■ Selected text:
::::
Printed versions of this old traditional tale have existed since at least 1734. The one probably best known in Australia or retellings of it is that used by Joseph Jacobs in English Fairy Tales as collected in this country about 1860. Here the gullible Jack sells his cow for a handful of beans which when thrown out of the window by his incensed mother germinate overnight into a beanstalk reaching the sky. At the top Jack is hidden by the ogre's wife, listens in to her husband's conversation and is able to steal his gold, his golden hen and his golden harp. It is in this version that the ogre repeats the well-known imprecation, beginning: Fee-fi-fo-fum/ I smell the blood of an Englishman. Jack escapes, chops down the beanstalk, the ogre falls down and breaks his crown, the beanstalk toppling after.
In 1908 Edith Nesbit published a collection of her retellings of fairy tales under the title The Old Nursery Tales. Included was this version of Jack and the Beanstalk. Nesbit added her own homely detail: Jack lives with his mother in a little cottage with dormer windows and green shutters that wouldn't shut because Jack had taken some of them to make a raft with. In many of the old tales Jack is a generic term for every boy. So this Jack is a good-natured fellow who fiddles with things, is a dreamer, is kind and considerate of his mother and is a would-be poet. Nevertheless poverty forces him to set out to sell the cow at market. Nesbit uses the conversational voice of a storyteller and often addresses the reader directly, I don't think I had better tell you what happened when he told his mother what he had done. As in all versions Jack climbs the beanstalk, the Tower of Babel; a world above our world archetype, and enters a realm that demands exploration. As in some ancient versions he encounters there a fairy who acts as a sort of guardian and who relates a tale that makes Jack's stealing of the giant's treasure merely reparation for former wrongdoing and present loutishness toward his wife. Consequently the old woman is more helpful to Jack than in most retellings. Missing is the 'Fee-fo-fum' refrain, to be replaced by a less terrifying Fresh meat today, my dear, I can smell it. But for all the added detail this tale is dramatic, convincing and gripping. It should pose no problem to children familiar with fantasy and speculative fiction.
::::
■ Exercise tasks:
a – From the review of Jack and the Beanstalk versions, list the treasures Jack steals from the ogre in the version used by Joseph Jacobs.
b – Rewrite the passage of the review of Jack and the Beanstalk versions starting with "Printed versions of" and going on through "beanstalk toppling after.", putting "trusting" in place of "gullible".
c – Extend the review of Jack and the Beanstalk versions with a further paragraph that follows on from its final sentence.

[Dataset excerpt]
::::
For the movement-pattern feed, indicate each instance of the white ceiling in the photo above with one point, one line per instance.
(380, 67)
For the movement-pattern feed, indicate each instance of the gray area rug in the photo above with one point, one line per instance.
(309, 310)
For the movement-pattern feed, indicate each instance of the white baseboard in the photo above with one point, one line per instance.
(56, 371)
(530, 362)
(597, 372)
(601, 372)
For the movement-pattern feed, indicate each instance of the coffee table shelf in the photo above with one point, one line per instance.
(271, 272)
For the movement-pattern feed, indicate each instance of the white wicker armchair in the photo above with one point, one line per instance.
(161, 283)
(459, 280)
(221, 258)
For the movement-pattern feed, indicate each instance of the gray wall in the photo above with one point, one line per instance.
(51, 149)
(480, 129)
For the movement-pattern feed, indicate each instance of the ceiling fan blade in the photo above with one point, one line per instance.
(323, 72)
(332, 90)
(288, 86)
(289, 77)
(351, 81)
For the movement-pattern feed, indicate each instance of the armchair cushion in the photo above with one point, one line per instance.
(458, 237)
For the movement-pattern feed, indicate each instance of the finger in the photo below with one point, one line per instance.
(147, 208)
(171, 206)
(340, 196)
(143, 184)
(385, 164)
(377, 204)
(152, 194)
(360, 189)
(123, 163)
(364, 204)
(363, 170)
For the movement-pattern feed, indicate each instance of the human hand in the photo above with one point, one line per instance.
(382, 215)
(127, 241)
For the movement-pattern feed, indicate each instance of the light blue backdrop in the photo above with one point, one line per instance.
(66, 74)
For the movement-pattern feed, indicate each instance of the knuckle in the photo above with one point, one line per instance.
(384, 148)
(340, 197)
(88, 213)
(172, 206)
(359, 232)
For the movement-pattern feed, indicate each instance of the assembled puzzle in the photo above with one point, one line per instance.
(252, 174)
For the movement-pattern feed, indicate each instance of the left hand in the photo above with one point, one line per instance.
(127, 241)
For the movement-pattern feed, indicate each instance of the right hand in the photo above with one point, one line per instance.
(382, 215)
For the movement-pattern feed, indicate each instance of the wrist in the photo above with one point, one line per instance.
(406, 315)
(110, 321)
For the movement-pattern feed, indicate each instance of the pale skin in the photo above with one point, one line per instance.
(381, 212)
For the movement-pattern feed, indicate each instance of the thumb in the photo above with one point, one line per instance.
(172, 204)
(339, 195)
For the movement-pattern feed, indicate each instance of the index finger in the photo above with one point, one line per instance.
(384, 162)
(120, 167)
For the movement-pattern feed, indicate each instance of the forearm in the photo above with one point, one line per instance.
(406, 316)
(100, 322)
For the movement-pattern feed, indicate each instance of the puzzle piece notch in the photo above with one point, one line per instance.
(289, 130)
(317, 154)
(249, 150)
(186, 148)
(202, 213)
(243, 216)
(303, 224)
::::
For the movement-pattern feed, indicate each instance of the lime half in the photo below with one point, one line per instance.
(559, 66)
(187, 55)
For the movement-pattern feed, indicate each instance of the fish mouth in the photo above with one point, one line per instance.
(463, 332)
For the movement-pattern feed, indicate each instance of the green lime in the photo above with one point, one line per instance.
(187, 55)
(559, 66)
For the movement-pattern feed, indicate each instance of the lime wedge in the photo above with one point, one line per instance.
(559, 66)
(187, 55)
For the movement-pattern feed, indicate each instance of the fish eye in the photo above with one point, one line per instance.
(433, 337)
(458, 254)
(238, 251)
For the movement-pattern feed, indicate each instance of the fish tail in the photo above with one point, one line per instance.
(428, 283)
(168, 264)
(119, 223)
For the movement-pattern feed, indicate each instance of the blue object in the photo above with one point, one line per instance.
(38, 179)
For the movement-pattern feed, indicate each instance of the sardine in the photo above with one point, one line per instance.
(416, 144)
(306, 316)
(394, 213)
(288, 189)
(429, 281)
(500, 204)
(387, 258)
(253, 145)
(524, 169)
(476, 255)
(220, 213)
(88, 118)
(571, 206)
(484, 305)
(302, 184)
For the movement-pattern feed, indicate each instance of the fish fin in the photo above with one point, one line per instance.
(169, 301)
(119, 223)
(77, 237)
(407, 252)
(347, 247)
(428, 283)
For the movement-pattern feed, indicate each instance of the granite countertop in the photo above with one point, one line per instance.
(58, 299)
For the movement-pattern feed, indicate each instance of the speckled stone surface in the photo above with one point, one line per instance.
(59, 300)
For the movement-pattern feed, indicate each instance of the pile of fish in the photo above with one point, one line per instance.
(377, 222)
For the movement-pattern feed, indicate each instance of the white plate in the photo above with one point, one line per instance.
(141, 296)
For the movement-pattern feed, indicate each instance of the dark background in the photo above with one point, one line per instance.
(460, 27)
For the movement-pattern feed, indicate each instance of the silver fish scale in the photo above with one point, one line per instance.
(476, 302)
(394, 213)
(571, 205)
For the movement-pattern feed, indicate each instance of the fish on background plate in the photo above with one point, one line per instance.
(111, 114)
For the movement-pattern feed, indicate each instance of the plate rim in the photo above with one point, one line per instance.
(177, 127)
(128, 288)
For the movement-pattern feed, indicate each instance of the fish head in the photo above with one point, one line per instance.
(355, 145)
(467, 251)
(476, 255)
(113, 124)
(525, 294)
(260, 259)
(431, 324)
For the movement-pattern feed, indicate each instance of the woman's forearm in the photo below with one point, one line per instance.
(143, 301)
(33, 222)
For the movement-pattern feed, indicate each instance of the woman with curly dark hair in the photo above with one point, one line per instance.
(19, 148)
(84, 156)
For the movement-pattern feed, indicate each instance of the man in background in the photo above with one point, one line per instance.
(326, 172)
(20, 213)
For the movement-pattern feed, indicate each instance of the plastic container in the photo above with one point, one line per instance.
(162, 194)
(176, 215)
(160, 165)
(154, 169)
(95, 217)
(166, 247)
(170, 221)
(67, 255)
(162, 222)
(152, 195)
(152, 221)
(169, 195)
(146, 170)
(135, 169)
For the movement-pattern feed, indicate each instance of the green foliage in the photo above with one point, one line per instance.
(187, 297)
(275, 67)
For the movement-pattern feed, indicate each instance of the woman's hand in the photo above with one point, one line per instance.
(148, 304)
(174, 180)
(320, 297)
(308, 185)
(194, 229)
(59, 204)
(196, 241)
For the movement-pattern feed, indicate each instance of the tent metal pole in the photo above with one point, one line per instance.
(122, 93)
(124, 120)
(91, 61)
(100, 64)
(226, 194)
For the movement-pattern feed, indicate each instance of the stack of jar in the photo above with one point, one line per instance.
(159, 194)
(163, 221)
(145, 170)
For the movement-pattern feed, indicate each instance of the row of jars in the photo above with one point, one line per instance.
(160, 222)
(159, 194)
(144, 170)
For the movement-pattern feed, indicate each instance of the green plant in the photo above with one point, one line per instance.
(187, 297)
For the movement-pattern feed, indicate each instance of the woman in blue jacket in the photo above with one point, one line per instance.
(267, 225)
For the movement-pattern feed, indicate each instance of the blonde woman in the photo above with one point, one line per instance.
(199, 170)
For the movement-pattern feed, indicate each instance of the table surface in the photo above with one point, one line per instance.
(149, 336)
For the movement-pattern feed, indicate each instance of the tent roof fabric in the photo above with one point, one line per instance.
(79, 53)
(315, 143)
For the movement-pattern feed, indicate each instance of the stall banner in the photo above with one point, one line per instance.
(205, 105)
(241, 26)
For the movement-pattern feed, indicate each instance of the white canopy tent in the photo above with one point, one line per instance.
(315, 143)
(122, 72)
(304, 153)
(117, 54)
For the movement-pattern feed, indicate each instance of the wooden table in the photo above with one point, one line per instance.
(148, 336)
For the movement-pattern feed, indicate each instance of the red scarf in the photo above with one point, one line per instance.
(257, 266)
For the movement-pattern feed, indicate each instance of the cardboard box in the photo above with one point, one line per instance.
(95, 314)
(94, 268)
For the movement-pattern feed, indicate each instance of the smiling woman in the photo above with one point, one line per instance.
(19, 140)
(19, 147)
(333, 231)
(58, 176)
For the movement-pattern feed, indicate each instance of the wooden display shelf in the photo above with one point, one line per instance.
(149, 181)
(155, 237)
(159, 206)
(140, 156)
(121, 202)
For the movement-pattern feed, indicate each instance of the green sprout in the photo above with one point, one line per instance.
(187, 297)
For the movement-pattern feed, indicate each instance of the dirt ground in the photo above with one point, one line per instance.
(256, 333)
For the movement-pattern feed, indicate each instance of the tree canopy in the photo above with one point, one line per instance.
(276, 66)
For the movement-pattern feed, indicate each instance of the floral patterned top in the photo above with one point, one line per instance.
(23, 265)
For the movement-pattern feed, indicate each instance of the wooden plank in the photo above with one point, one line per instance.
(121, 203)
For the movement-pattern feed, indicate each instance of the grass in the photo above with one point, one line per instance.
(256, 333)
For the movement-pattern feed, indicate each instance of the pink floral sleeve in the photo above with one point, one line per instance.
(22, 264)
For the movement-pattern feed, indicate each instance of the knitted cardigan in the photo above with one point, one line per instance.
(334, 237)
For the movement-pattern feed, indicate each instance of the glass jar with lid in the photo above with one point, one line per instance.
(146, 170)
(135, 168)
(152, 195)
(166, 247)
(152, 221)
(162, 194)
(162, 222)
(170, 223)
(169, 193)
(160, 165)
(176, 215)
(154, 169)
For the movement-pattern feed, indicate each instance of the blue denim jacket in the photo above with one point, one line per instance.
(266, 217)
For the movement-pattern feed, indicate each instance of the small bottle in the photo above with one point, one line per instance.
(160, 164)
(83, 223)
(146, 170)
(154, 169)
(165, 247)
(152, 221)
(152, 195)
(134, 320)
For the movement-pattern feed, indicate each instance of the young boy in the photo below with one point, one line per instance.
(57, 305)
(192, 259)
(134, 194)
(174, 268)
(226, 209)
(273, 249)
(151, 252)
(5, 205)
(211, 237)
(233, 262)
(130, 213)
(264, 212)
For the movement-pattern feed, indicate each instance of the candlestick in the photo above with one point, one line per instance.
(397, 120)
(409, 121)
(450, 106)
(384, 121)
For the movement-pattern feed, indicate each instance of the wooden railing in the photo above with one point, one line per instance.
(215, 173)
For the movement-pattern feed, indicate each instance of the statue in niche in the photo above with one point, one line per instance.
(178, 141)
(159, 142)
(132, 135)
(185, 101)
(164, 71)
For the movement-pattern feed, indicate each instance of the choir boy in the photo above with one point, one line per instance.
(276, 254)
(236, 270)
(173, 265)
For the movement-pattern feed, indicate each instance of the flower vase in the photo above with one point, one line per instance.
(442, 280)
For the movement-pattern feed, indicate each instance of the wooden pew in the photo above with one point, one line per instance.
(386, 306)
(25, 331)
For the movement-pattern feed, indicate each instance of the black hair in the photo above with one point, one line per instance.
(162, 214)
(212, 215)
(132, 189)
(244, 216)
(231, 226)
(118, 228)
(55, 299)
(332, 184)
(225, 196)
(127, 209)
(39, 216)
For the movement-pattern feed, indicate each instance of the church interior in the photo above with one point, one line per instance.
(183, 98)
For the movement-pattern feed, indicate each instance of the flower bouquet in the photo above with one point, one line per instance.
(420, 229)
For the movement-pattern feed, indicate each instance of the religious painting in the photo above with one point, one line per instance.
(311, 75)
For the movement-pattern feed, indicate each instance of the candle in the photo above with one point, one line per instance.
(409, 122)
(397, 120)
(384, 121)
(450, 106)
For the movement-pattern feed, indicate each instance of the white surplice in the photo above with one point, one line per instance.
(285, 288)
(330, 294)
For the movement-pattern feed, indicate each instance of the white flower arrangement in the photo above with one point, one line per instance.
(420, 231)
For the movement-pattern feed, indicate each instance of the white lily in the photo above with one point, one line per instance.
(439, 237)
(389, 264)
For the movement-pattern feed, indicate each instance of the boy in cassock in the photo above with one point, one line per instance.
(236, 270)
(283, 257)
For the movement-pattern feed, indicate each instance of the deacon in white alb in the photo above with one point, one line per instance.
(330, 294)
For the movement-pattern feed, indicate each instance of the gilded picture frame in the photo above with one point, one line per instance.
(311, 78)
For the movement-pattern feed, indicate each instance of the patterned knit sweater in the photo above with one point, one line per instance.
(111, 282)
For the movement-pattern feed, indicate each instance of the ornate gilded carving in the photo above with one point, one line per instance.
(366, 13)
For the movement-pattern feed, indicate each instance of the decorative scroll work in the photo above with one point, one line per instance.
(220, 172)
::::
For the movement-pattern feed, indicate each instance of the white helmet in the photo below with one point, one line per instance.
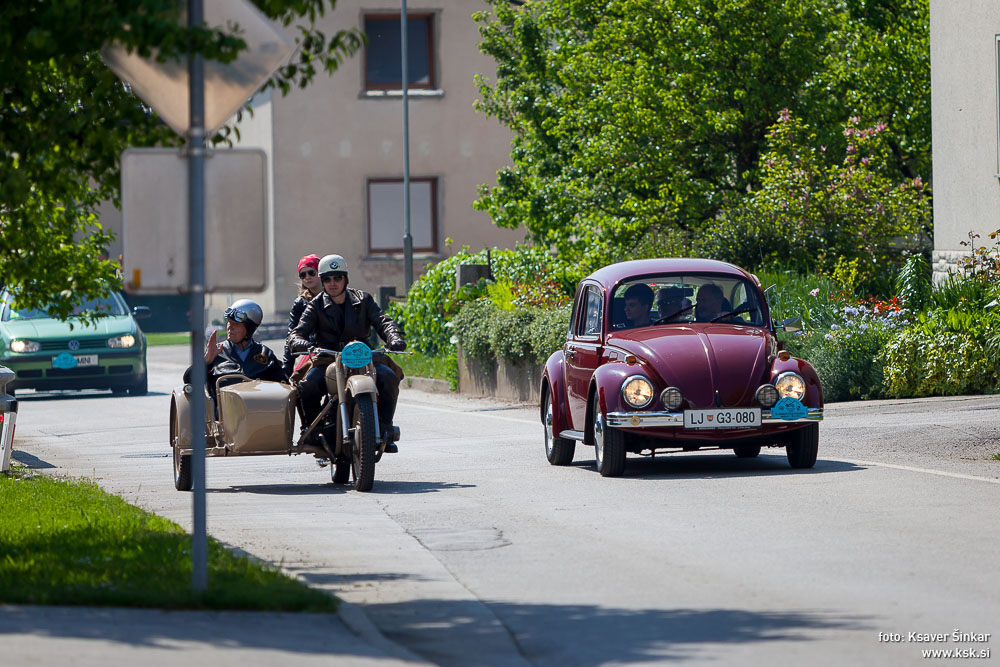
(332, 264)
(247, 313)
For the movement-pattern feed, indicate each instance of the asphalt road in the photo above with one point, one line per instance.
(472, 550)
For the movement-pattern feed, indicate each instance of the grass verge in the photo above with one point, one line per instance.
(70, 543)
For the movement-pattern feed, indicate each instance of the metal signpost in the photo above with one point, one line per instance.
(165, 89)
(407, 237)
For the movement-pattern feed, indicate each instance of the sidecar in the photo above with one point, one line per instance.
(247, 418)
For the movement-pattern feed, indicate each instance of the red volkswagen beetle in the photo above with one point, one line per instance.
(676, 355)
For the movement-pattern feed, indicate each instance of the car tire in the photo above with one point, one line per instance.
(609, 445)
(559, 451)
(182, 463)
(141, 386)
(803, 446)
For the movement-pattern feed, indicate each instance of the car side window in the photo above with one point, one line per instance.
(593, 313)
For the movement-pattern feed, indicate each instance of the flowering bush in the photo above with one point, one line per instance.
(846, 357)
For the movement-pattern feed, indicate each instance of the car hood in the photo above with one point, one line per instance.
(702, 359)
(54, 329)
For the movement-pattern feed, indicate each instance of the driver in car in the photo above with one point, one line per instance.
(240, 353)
::::
■ Answers for the tasks:
a – his gold, his golden hen, his golden harp

b –
Printed versions of this old traditional tale have existed since at least 1734. The one probably best known in Australia or retellings of it is that used by Joseph Jacobs in English Fairy Tales as collected in this country about 1860. Here the trusting Jack sells his cow for a handful of beans which when thrown out of the window by his incensed mother germinate overnight into a beanstalk reaching the sky. At the top Jack is hidden by the ogre's wife, listens in to her husband's conversation and is able to steal his gold, his golden hen and his golden harp. It is in this version that the ogre repeats the well-known imprecation, beginning: Fee-fi-fo-fum/ I smell the blood of an Englishman. Jack escapes, chops down the beanstalk, the ogre falls down and breaks his crown, the beanstalk toppling after.

c –
What puts this publication, in my opinion, far above any other currently available is the beautifully wrought illustrations and the outstanding production. Picture editions such as this are works of art in their own right. Indeed the illustrations tell a parallel story in that Jack's home is not as described in the text but is more like a thatched stone barn; Jack himself is variously more reminiscent of a Tom Sawyer than a Jack the Giant Killer. The giant's wife is a bespectacled old English dame; and as Jack's fortunes increase he is less a peasant and more a dandy, in one frame at least. The astute reader can take delight in the pictorial sub-text. Be that as it may, the artwork is wonderfully designed and toned to create an utterly convincing and satisfying secondary world. This is a book to treasure and one 'for keeps'.